**YOUR GOAL:** Take the entries that follow and write them out again, word for word.

(Beginning of EXTRACTED ENTRIES)

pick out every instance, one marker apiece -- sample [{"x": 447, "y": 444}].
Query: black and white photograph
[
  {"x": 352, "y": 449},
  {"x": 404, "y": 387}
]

(End of EXTRACTED ENTRIES)

**TASK RESPONSE:**
pick out every instance, one marker apiece -- sample [{"x": 447, "y": 444}].
Query: black and white photograph
[
  {"x": 352, "y": 449},
  {"x": 404, "y": 387}
]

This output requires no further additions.